• _GIVEN EXERCISE_: Take the data that follows and retype it word for word.
--- Begin GIVEN DATA ---
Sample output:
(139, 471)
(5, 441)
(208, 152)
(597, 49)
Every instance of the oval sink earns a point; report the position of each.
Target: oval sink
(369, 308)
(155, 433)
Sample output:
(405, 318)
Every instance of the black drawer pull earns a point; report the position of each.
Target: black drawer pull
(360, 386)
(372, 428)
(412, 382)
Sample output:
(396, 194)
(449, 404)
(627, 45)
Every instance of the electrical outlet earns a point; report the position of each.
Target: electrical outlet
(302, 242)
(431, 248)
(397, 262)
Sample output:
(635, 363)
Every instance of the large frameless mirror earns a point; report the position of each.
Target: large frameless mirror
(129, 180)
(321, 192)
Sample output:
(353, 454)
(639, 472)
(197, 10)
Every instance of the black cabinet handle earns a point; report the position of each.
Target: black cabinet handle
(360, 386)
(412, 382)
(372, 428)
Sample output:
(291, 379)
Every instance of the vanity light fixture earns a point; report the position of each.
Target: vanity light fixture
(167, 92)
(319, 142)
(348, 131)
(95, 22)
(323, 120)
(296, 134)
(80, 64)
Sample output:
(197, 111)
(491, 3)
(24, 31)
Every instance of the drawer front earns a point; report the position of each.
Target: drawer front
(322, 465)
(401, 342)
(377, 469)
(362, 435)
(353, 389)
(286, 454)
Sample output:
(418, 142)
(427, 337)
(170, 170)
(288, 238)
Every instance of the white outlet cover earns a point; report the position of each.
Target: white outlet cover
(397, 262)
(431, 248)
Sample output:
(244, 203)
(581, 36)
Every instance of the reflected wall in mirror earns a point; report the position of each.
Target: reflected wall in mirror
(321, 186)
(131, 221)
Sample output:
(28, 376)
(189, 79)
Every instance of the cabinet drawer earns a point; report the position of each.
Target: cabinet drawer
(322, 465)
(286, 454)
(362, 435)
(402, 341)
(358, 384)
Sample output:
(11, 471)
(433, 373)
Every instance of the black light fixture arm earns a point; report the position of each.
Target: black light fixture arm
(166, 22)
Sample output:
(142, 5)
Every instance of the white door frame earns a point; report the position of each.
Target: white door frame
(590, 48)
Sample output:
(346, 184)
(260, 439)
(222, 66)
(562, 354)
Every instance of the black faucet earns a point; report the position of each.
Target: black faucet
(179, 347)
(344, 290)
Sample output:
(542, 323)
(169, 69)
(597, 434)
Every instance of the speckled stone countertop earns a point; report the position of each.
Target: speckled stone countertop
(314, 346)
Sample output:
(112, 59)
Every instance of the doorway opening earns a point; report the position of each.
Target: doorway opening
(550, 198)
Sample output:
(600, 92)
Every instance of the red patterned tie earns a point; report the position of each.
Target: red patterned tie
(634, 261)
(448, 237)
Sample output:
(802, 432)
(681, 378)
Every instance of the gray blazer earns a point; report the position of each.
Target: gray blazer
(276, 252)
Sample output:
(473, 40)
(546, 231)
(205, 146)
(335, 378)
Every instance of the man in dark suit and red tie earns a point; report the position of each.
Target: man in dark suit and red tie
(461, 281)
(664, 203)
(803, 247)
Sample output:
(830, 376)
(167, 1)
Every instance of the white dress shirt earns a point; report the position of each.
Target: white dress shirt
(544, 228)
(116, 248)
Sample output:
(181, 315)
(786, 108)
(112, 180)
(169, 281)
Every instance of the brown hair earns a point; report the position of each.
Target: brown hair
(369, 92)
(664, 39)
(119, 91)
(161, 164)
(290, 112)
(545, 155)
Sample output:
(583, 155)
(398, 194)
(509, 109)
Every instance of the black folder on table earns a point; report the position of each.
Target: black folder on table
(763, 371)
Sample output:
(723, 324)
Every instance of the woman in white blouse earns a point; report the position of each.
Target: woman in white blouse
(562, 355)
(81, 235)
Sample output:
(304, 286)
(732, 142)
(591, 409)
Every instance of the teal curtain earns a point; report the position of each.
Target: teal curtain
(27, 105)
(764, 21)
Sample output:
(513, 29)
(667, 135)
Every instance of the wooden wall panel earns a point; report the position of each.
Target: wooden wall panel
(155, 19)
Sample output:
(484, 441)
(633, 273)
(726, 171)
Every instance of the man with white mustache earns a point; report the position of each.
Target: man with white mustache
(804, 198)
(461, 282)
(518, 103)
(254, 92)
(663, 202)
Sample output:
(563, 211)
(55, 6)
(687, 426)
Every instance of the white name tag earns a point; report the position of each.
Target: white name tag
--- End GIVEN DATA ---
• _RESPONSE TO THIS EXERCISE_:
Sample output:
(139, 471)
(5, 441)
(208, 152)
(597, 49)
Every instance of the oval sink earns a point; report the position of each.
Target: oval sink
(369, 308)
(155, 433)
Sample output:
(405, 318)
Every instance of the black drawer pull earns a point; report the position of each.
Target: black drawer pull
(360, 386)
(372, 428)
(412, 382)
Sample output:
(396, 194)
(449, 404)
(627, 45)
Every instance of the electrical outlet earns a point; report the position of each.
Target: electrical outlet
(302, 242)
(431, 248)
(397, 262)
Sample output:
(635, 363)
Every instance of the large frameless mirror earns a point; report the position of each.
Target: large frameless mirror
(129, 180)
(321, 192)
Sample output:
(353, 454)
(639, 472)
(197, 10)
Every instance of the black cabinet handle earns a point; report the position of each.
Target: black cabinet handle
(360, 386)
(412, 382)
(372, 428)
Sample output:
(291, 379)
Every instance of the vanity light fixture earns a point; report the position of each.
Target: vanity light fixture
(167, 92)
(319, 142)
(348, 131)
(95, 22)
(323, 120)
(296, 134)
(80, 64)
Sample output:
(197, 111)
(491, 3)
(24, 31)
Every instance of the drawer front earns a point; report the position of each.
Target: drawer front
(322, 465)
(401, 342)
(377, 469)
(362, 435)
(353, 389)
(286, 454)
Sample output:
(418, 142)
(427, 337)
(170, 170)
(288, 238)
Every instance of the white outlet cover earns a point; report the position of each.
Target: white outlet cover
(397, 262)
(431, 248)
Sample output:
(244, 203)
(581, 36)
Every instance of the reflected wall in mirror earns a point; report the position of each.
Target: reflected wall in mirror
(321, 186)
(131, 221)
Sample output:
(28, 376)
(189, 79)
Every instance of the cabinet drawer earns a point; report the position of each.
Target: cabinet drawer
(322, 465)
(286, 454)
(362, 435)
(402, 341)
(358, 384)
Sample output:
(11, 471)
(433, 373)
Every instance of the black light fixture arm earns a point; report the position of each.
Target: black light fixture arm
(166, 22)
Sample output:
(142, 5)
Every instance of the white door frame earns a point; report the position of each.
Target: white door frame
(590, 48)
Sample output:
(346, 184)
(260, 439)
(222, 66)
(562, 354)
Every instance of the black faucet earns a point; report the position of each.
Target: black faucet
(179, 347)
(344, 290)
Sample output:
(542, 323)
(169, 69)
(597, 434)
Every instance of the speckled stone countertop earns a point; report the position of each.
Target: speckled stone countertop
(314, 346)
Sample output:
(112, 59)
Every instance of the doorway opening earns a point; report the position of each.
Target: doorway opening
(550, 198)
Sample output:
(600, 92)
Every instance of the red patterned tie earns a point; report the position of each.
Target: red patterned tie
(634, 261)
(448, 237)
Sample output:
(802, 432)
(681, 378)
Every instance of the gray blazer earns a point; report the position of each.
Target: gray blazer
(276, 252)
Sample output:
(473, 40)
(546, 231)
(205, 146)
(335, 378)
Every instance of the man in dark suit and red tie earns a point; report the position of each.
Target: man in dark suit and red tie
(461, 281)
(664, 203)
(803, 247)
Sample output:
(830, 376)
(167, 1)
Every instance of the white dress shirt earns a point; report the position of each.
Target: white dress shirt
(544, 228)
(116, 248)
Sample output:
(181, 315)
(786, 108)
(112, 180)
(169, 281)
Every instance of the brown hair earns a point; report the position of each.
Target: brown hair
(369, 92)
(664, 39)
(119, 91)
(161, 164)
(290, 112)
(545, 155)
Sample output:
(583, 155)
(398, 194)
(509, 109)
Every instance of the black folder on table earns a point; report the position of each.
Target: black folder on table
(763, 371)
Sample output:
(723, 324)
Every instance of the woman in white blouse earns a point; report the position of each.
Target: woman in white blouse
(562, 355)
(81, 235)
Sample output:
(304, 286)
(732, 142)
(591, 409)
Every instance of the teal curtain earns a point; report the position of each.
Target: teal curtain
(27, 105)
(764, 21)
Sample output:
(513, 29)
(667, 135)
Every instance of the wooden wall panel earns a point; report the position of each.
Target: wooden wall panel
(155, 19)
Sample output:
(484, 441)
(633, 273)
(726, 171)
Every instance of the man with white mustache earns a point; report the position of each.
Target: man with white mustache
(804, 198)
(461, 282)
(518, 103)
(254, 92)
(663, 202)
Sample output:
(563, 211)
(55, 6)
(687, 426)
Every instance of the white name tag earns a point; report the position of each.
Target: white name tag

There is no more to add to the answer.